→ EXERCISE BRIEF
Go through the records and extract every line with the word "concrete".

→ Items from a data source
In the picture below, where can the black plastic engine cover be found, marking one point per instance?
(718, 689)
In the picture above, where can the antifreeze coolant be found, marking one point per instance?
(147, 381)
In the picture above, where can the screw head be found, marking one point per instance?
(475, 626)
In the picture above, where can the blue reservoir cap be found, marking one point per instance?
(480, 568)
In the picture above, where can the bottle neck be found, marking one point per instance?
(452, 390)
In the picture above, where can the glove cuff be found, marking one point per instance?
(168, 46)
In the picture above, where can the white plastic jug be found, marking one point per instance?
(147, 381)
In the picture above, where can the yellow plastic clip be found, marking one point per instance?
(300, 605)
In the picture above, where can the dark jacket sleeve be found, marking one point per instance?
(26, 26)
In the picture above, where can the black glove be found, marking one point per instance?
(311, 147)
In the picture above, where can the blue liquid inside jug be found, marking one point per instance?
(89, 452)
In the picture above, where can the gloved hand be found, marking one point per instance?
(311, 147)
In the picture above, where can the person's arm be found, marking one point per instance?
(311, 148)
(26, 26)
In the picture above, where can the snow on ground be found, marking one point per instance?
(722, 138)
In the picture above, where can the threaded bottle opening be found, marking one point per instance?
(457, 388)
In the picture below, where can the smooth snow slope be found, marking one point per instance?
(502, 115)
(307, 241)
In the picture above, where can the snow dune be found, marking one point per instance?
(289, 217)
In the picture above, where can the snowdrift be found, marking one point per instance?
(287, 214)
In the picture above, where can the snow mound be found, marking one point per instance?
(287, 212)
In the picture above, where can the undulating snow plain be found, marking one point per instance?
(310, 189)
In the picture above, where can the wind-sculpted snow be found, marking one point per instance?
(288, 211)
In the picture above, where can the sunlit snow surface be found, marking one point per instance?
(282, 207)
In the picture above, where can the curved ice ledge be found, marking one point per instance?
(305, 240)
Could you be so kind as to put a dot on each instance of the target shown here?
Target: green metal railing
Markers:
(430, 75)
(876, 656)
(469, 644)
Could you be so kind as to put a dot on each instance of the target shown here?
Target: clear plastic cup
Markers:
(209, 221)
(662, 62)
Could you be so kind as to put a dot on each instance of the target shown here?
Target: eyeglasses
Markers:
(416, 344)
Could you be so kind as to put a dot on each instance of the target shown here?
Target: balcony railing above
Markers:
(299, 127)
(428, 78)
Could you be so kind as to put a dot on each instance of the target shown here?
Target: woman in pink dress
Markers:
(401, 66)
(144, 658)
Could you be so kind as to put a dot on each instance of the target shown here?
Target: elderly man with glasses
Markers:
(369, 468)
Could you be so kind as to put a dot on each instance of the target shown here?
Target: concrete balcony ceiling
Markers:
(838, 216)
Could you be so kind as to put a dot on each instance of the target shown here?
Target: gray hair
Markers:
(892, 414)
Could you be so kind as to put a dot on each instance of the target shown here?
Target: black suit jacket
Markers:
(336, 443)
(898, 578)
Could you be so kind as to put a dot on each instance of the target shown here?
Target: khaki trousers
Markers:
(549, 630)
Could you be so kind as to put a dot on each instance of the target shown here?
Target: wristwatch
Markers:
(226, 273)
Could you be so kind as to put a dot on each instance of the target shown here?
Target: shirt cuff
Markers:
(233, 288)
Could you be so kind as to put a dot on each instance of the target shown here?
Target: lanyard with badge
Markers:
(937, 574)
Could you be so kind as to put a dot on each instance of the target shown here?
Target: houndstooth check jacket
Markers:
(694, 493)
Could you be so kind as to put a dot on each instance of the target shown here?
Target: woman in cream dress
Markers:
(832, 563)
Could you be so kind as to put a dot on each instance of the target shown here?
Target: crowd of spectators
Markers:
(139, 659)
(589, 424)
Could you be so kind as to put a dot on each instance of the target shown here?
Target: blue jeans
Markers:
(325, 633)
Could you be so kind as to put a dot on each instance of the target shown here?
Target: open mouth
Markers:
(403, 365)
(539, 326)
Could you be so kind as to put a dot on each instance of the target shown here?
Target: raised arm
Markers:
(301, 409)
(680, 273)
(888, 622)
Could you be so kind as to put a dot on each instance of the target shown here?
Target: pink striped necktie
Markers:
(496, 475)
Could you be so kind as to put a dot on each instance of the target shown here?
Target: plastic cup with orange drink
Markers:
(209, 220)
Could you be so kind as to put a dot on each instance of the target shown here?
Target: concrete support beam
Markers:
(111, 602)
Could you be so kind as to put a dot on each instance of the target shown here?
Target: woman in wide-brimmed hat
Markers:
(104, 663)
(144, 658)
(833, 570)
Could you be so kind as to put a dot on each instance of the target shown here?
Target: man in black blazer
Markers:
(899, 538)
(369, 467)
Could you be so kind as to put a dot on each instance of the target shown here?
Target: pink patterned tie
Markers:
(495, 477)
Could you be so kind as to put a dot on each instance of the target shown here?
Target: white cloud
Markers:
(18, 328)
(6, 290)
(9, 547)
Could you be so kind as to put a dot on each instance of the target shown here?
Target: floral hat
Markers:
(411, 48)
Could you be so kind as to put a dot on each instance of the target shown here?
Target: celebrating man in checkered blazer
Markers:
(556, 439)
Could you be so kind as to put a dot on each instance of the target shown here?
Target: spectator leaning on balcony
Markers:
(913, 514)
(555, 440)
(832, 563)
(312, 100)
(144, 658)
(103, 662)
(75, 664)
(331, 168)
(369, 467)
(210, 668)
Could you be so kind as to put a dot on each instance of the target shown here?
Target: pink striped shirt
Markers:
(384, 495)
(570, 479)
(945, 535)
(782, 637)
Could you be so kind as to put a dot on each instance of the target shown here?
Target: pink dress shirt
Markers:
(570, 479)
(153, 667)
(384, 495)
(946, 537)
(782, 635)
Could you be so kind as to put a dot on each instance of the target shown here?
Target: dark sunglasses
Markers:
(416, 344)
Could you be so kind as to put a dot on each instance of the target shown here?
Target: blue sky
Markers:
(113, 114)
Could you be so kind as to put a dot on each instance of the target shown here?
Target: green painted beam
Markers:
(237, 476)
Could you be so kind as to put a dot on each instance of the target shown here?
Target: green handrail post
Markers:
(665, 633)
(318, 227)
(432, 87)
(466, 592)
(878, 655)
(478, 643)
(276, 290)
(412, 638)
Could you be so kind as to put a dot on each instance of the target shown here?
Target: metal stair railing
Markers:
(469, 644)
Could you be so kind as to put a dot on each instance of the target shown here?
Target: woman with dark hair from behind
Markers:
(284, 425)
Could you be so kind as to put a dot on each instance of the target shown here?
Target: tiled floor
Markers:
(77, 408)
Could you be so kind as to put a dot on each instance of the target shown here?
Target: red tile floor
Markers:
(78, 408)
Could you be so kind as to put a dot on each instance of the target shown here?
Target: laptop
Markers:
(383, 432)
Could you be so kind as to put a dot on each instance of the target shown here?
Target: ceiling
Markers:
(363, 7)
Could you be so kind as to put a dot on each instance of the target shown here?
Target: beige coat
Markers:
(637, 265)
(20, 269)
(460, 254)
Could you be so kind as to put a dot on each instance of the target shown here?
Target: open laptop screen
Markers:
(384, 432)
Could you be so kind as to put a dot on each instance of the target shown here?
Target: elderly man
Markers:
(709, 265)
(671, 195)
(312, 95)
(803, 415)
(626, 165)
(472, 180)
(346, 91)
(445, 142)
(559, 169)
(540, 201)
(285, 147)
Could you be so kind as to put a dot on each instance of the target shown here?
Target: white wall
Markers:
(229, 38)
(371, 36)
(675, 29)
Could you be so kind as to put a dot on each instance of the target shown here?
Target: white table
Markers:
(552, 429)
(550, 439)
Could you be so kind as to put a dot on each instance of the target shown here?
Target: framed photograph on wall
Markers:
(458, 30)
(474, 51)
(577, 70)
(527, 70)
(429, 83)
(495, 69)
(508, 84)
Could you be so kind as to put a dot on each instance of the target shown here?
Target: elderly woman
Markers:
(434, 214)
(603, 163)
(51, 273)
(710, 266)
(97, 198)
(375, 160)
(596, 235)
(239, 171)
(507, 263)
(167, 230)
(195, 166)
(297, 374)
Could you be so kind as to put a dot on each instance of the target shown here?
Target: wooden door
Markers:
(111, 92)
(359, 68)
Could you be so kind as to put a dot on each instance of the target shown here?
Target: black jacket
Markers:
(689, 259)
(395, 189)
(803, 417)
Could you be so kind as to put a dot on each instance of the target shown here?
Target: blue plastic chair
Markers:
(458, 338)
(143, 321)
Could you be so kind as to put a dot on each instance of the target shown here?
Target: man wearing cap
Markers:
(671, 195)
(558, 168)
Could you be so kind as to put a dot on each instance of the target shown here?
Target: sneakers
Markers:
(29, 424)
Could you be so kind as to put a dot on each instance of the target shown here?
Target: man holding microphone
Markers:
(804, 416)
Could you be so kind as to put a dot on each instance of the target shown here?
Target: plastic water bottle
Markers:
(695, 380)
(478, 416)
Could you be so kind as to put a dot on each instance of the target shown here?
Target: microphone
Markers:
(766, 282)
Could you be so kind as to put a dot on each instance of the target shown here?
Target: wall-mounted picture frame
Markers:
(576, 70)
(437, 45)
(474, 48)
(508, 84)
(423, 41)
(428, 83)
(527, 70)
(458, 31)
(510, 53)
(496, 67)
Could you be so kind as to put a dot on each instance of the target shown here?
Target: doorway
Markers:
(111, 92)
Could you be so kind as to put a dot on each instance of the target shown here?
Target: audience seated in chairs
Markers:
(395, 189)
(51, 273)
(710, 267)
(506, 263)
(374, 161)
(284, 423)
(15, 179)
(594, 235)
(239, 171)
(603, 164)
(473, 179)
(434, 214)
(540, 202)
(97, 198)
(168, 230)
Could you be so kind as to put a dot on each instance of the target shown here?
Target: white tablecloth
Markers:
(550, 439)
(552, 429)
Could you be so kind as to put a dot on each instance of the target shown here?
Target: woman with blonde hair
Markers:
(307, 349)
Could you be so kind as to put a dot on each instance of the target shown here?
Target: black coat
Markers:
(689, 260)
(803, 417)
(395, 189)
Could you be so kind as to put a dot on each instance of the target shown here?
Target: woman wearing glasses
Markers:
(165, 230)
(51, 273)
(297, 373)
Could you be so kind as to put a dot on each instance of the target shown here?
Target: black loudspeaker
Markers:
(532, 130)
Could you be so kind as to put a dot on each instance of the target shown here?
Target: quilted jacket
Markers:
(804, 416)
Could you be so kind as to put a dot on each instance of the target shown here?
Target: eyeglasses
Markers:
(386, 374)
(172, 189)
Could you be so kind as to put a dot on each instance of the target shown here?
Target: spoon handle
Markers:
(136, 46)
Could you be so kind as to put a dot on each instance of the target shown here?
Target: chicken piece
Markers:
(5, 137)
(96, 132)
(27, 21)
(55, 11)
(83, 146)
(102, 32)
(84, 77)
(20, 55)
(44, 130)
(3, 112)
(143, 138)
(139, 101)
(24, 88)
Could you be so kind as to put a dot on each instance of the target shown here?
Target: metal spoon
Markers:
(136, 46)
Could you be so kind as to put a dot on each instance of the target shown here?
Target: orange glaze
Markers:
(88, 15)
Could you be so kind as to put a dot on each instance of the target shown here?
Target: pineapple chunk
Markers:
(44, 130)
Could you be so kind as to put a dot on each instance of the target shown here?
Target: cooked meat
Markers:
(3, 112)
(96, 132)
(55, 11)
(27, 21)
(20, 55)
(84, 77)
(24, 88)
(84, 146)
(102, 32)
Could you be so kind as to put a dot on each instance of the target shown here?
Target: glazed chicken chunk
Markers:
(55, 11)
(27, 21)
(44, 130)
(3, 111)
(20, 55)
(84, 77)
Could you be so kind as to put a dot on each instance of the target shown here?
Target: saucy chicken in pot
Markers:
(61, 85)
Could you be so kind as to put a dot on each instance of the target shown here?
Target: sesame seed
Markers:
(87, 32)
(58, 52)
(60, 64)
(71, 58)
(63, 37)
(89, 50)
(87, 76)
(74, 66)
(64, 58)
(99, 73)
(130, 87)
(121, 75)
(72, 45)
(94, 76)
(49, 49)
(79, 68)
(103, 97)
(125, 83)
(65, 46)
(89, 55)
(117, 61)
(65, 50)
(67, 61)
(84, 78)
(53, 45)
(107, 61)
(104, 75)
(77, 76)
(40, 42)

→ EXERCISE RESPONSE
Target: concrete balcony ceiling
Target: concrete support beam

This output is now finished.